### WHAT TO WORK ON
Recast the entries below as a two-column CSV with the headers "prompt" and "points," giving one row per entry. Put each entry's text and its answer each in a single quoted field, replacing line breaks with spaces.

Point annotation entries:
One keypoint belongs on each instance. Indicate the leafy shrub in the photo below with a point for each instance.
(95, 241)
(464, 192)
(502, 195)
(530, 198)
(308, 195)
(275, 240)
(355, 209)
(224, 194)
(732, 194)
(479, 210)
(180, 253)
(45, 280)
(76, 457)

### RESPONSE TO THIS EXERCISE
prompt,points
"One keypoint belongs on each instance. Indicate the leafy shrub in the photo below with a point for each instance.","(95, 241) (464, 192) (502, 195) (530, 198) (308, 195) (275, 240) (355, 209) (224, 194) (732, 194) (479, 210) (180, 253) (45, 280) (76, 457)"